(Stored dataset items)
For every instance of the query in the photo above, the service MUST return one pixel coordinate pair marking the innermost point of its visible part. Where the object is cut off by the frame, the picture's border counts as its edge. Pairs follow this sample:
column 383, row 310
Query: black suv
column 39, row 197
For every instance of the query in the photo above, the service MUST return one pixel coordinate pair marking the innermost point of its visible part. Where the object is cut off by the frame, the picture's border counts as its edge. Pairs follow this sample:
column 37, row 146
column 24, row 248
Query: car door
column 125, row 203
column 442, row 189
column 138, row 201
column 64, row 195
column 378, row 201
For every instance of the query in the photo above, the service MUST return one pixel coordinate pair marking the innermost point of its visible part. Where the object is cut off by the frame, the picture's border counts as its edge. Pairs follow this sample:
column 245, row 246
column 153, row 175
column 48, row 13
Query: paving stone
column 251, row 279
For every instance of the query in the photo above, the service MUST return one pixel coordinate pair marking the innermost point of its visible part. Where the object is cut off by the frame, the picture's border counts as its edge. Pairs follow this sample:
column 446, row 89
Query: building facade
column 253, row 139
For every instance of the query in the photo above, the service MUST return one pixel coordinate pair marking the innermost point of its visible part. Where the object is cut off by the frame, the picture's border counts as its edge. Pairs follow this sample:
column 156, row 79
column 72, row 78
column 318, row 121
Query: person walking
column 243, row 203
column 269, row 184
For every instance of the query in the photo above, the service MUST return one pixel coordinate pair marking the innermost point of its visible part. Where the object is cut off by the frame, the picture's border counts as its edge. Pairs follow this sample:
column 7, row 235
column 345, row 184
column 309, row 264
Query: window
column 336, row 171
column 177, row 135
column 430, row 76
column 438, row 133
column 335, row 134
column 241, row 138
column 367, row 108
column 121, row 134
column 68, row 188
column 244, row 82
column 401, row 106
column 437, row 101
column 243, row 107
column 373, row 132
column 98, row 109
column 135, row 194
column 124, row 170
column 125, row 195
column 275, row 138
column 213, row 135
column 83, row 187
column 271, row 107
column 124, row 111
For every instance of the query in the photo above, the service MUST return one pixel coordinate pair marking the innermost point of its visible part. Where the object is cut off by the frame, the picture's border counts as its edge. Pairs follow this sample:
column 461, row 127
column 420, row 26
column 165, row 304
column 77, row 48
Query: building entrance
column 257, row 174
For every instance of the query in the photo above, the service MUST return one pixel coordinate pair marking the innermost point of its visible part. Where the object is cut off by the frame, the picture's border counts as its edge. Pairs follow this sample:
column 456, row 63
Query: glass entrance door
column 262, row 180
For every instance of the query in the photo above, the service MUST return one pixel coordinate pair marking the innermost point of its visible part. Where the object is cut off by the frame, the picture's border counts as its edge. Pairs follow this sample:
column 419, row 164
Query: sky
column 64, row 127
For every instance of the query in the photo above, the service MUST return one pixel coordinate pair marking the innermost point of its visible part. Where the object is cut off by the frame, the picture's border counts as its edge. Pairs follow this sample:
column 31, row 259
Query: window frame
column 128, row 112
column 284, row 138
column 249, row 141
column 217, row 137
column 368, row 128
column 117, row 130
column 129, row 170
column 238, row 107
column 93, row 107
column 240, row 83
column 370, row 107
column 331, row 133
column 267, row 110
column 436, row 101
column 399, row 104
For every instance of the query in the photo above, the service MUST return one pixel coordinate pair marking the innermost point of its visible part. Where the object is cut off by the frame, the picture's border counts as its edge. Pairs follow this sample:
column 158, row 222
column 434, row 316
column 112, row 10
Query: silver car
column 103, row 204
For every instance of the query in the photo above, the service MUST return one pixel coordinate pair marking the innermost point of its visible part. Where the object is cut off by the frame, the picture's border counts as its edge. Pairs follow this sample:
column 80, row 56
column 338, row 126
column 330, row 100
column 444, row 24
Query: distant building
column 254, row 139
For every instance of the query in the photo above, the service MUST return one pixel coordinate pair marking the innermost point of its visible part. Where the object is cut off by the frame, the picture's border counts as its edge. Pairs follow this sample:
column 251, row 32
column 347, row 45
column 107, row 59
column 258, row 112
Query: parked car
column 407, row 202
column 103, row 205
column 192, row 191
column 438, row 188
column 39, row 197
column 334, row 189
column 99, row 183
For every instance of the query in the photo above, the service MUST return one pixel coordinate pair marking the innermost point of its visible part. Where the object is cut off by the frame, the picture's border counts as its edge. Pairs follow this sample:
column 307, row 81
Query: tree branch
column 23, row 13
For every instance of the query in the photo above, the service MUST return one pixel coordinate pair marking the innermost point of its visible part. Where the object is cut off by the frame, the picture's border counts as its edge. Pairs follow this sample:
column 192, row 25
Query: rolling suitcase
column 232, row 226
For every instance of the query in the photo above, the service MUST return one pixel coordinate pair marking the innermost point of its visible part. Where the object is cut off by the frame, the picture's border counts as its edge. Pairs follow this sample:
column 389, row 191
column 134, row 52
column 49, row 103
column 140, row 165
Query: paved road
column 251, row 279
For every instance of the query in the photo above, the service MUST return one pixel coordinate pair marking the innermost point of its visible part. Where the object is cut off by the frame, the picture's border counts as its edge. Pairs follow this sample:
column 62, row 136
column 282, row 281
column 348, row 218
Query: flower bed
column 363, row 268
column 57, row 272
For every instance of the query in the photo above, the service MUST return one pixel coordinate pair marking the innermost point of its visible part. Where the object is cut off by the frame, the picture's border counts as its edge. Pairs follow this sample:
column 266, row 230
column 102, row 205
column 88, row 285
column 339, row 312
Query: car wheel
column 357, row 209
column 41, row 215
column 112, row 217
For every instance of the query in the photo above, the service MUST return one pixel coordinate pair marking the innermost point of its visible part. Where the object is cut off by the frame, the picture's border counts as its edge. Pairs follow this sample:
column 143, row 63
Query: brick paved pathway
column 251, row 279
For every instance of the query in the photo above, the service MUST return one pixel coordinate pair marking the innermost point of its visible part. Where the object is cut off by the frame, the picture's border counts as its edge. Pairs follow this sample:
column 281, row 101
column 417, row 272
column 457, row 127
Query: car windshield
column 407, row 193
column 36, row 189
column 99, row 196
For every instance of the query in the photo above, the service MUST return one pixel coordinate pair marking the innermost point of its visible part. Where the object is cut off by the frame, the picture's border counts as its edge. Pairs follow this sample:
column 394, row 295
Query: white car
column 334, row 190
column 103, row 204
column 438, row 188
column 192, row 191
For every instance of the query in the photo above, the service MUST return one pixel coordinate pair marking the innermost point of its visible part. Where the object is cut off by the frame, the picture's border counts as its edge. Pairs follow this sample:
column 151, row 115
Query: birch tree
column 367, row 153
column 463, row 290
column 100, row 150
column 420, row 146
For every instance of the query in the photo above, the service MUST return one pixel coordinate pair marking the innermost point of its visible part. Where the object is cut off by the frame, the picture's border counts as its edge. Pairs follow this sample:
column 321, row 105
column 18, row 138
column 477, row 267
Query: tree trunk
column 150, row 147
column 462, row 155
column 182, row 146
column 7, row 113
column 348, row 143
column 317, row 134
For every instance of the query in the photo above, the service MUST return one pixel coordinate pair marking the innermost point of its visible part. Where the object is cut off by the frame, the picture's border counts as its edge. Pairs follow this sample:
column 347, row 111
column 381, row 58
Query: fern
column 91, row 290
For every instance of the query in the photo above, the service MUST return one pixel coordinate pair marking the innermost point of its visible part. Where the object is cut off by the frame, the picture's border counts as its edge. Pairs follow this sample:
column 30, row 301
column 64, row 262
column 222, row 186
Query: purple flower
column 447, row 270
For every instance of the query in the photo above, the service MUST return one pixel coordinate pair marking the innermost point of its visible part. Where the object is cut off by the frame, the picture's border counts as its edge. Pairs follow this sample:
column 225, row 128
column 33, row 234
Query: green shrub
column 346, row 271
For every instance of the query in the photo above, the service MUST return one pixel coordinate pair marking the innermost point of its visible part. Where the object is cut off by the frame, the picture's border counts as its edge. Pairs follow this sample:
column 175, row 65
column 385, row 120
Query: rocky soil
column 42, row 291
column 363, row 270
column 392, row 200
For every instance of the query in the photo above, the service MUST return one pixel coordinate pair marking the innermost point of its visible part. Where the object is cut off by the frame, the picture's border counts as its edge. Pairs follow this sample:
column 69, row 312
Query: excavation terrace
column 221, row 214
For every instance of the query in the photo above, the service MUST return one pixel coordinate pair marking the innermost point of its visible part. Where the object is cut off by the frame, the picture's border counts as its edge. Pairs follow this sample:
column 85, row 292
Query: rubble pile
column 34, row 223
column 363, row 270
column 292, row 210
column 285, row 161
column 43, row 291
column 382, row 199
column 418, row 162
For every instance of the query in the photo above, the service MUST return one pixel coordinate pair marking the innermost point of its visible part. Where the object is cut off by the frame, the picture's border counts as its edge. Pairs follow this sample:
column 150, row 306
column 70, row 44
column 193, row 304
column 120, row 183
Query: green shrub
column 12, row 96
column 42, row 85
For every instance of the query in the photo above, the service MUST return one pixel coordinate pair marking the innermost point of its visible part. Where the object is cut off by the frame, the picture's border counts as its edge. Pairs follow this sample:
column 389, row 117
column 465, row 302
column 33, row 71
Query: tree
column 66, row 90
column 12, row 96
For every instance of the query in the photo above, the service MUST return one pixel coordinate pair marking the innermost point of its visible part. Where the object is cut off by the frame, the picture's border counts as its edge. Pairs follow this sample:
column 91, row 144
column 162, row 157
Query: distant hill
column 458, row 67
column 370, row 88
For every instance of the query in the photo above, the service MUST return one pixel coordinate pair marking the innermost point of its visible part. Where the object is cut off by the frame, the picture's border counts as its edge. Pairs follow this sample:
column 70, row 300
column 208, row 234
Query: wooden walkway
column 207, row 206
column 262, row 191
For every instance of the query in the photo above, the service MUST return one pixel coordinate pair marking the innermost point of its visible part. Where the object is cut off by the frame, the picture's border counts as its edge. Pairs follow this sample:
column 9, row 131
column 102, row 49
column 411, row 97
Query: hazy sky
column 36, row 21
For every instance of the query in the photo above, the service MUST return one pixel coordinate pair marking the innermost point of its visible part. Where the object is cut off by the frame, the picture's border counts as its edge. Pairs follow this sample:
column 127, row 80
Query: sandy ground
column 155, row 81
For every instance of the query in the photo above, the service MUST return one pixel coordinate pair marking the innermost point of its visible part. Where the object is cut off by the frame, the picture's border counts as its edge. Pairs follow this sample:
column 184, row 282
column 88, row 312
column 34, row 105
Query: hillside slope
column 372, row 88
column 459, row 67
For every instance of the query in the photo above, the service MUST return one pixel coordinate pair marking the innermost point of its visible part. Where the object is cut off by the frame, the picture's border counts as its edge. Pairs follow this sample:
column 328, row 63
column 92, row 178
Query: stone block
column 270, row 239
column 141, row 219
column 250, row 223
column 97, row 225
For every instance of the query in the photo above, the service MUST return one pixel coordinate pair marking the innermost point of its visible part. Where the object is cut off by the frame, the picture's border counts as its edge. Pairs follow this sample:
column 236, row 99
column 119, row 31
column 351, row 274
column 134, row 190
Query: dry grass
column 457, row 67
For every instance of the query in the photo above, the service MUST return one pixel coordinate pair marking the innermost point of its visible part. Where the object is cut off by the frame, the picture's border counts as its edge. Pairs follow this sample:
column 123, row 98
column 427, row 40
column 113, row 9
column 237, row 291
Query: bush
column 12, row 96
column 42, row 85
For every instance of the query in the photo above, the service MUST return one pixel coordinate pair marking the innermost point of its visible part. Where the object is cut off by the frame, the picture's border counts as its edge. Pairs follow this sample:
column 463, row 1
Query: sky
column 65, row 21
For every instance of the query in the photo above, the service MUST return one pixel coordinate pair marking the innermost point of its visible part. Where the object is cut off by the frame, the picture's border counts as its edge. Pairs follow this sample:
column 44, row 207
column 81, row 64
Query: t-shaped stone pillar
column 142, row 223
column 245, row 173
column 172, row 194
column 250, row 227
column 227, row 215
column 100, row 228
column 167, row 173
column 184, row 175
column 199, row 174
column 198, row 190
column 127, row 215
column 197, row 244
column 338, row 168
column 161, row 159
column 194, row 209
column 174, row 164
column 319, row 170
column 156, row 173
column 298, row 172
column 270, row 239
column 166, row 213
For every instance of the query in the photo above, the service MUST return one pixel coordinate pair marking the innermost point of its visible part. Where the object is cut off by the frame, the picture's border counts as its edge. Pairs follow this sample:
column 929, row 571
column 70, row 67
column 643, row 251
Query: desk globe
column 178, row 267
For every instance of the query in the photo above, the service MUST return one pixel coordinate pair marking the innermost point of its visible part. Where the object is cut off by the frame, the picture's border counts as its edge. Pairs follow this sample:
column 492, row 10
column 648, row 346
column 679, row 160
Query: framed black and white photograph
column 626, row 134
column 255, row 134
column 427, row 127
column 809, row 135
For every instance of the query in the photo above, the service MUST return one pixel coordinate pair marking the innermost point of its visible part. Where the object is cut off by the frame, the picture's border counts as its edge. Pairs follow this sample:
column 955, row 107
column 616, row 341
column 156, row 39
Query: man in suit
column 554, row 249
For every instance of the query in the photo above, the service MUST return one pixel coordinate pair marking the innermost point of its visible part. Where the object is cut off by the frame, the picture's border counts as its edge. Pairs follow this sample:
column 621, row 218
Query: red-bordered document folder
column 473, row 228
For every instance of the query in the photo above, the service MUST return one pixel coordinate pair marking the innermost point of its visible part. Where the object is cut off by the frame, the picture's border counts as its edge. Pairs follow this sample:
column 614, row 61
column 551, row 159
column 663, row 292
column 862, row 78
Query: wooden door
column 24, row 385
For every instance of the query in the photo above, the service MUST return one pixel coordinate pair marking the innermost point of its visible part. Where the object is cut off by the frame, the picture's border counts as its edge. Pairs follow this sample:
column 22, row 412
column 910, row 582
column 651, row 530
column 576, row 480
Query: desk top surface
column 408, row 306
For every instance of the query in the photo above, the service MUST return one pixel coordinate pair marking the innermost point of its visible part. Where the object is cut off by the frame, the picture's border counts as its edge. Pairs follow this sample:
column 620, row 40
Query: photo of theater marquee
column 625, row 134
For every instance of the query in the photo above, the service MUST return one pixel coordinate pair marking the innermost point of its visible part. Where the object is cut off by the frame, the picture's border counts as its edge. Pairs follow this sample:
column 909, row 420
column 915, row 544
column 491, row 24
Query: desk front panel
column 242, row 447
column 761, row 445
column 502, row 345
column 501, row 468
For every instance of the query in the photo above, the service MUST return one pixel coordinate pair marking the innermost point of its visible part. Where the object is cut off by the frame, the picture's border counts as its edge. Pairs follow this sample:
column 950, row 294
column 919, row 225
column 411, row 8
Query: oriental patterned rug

= Task objective =
Gather every line of the records that contains the word "stone" and list them.

= Exercise answer =
Query: paving stone
Query: stone block
Query: t-shaped stone pillar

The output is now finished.